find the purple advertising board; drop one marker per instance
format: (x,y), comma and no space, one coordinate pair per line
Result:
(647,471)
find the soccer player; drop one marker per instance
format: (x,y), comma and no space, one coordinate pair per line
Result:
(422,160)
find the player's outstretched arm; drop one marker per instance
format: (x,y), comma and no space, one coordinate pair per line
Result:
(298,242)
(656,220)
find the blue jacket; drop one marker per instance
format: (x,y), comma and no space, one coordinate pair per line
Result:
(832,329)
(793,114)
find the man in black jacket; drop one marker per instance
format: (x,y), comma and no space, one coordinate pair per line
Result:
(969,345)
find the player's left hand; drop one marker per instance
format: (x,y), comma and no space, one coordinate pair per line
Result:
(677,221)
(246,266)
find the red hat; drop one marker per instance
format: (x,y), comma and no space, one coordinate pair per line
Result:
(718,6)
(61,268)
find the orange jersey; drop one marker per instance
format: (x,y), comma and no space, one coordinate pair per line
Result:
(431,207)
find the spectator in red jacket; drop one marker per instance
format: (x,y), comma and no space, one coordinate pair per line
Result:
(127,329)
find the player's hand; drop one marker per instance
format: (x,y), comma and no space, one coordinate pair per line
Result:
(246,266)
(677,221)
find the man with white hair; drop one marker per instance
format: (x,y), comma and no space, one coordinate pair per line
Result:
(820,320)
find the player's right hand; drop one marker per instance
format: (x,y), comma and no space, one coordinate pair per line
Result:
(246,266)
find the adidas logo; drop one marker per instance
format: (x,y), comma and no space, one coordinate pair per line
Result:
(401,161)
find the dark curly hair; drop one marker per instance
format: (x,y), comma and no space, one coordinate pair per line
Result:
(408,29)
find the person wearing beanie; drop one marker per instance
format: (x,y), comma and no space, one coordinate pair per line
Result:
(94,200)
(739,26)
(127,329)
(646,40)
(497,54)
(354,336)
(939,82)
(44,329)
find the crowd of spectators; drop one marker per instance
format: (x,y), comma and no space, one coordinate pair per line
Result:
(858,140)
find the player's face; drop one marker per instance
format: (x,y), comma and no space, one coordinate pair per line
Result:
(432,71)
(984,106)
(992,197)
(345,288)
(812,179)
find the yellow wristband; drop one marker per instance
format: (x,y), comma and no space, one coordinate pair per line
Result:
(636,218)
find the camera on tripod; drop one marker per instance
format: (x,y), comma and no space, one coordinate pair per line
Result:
•••••
TO BE DONE >>
Rewrite all of the data above as a Markdown table with two columns, n for the row number and Line for the text of each line. Leave out any blank lines.

FINISHED EXERCISE >>
| n | Line |
|---|---|
| 1 | find the purple advertising board; drop one marker per instance |
| 2 | format: (x,y), comma and no space, one coordinate pair per line |
| 3 | Result: |
| 4 | (647,471) |
| 5 | find the soccer player; drop one marker per instance |
| 6 | format: (x,y), comma and no space, one coordinate pair per line |
| 7 | Result: |
| 8 | (422,160) |
| 9 | find the player's outstretched arm; drop one marker per instance |
| 10 | format: (x,y), comma and no space, one coordinate pair per line |
| 11 | Result: |
| 12 | (298,242) |
| 13 | (656,220) |
| 14 | find the blue jacket; drop one marker per instance |
| 15 | format: (x,y), comma and no space, one coordinate pair per line |
| 16 | Result: |
| 17 | (832,329) |
| 18 | (793,114) |
| 19 | find the man in black jacket; drop one marker per instance |
| 20 | format: (x,y), comma and no space, one coordinate pair per line |
| 21 | Result: |
| 22 | (969,345) |
| 23 | find the player's left hand; drop one marker per instance |
| 24 | format: (x,y), comma and no space, one coordinate pair per line |
| 25 | Result: |
| 26 | (677,221) |
| 27 | (246,266) |
| 28 | find the red hat; drop one marker per instance |
| 29 | format: (x,y), comma and no space, one coordinate pair per line |
| 30 | Result: |
| 31 | (718,6) |
| 32 | (61,268) |
| 33 | find the orange jersey; drop one marker per instance |
| 34 | format: (x,y), comma and no space, one coordinate pair per line |
| 35 | Result: |
| 36 | (431,207) |
| 37 | find the spectator in red jacket; drop one marker per instance |
| 38 | format: (x,y), comma and no space, one coordinate pair per line |
| 39 | Result: |
| 40 | (127,329) |
| 41 | find the player's hand; drop one marker per instance |
| 42 | format: (x,y), comma and no space, one coordinate pair per line |
| 43 | Result: |
| 44 | (246,266) |
| 45 | (677,221) |
| 46 | find the man with white hair; drop one marker per instance |
| 47 | format: (x,y), comma and no space, one coordinate pair per line |
| 48 | Result: |
| 49 | (820,320) |
| 50 | find the player's right hand; drop one marker per instance |
| 51 | format: (x,y), comma and no space, one coordinate pair per line |
| 52 | Result: |
| 53 | (246,266) |
| 54 | find the adidas logo; drop one marker per instance |
| 55 | format: (x,y), comma and no space, one coordinate pair per line |
| 56 | Result: |
| 57 | (401,161) |
| 58 | find the dark curly hair; drop one marker per instance |
| 59 | format: (x,y), comma and no space, one coordinate pair per line |
| 60 | Result: |
| 61 | (408,29) |
| 62 | find the person wearing beanie; drop one marker per instance |
| 63 | format: (x,y), comma and no space, one coordinate pair per line |
| 64 | Result: |
| 65 | (94,200) |
| 66 | (739,26) |
| 67 | (127,329) |
| 68 | (646,40) |
| 69 | (497,54) |
| 70 | (354,336) |
| 71 | (939,82) |
| 72 | (44,329) |
| 73 | find the crowd of spectators; drop one marker per instance |
| 74 | format: (x,y), comma and no space, one coordinate pair per line |
| 75 | Result: |
| 76 | (858,140) |
| 77 | find the player's face; drop one marker per instance |
| 78 | format: (x,y), comma and no space, one coordinate pair per line |
| 79 | Result: |
| 80 | (432,71) |
| 81 | (984,106) |
| 82 | (992,197) |
| 83 | (345,288) |
| 84 | (812,179) |
| 85 | find the yellow wristband; drop one marker per instance |
| 86 | format: (x,y), comma and no space, one coordinate pair per line |
| 87 | Result: |
| 88 | (636,218) |
| 89 | find the camera on tripod; drop one marker per instance |
| 90 | format: (x,y), comma and no space, one coordinate pair per line |
| 91 | Result: |